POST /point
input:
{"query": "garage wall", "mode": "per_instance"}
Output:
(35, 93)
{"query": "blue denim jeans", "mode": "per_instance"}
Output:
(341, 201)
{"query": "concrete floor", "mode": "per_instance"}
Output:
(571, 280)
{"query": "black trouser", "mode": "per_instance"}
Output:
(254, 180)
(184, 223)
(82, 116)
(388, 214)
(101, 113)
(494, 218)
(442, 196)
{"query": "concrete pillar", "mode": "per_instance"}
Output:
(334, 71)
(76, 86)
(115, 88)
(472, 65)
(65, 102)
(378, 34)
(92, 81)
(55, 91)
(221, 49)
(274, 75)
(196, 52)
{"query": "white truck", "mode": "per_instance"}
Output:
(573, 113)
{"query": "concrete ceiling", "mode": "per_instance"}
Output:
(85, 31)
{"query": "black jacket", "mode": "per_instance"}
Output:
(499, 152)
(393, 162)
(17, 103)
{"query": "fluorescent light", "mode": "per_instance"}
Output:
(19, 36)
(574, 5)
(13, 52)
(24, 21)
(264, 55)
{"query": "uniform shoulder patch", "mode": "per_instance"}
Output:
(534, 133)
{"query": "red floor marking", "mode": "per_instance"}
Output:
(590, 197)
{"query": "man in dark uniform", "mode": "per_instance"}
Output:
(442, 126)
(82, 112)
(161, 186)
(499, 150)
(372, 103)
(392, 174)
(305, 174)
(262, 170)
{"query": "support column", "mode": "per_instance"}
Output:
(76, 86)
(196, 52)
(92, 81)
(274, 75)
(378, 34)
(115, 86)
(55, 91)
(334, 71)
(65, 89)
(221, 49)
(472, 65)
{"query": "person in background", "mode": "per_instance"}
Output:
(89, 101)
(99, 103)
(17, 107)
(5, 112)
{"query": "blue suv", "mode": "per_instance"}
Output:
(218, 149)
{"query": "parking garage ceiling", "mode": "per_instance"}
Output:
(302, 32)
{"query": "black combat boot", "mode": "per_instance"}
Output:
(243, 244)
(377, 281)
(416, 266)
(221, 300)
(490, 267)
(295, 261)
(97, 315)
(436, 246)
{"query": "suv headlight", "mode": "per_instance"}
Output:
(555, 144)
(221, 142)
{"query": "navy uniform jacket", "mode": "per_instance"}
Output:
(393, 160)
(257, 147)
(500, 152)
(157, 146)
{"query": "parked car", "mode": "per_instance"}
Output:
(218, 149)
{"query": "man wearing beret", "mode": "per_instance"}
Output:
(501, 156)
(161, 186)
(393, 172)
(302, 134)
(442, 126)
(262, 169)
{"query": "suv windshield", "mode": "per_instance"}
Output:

----------------

What you will do
Only lines containing the word "jacket" matter here: count them in the entries and give the number, nothing else.

Response to this task
2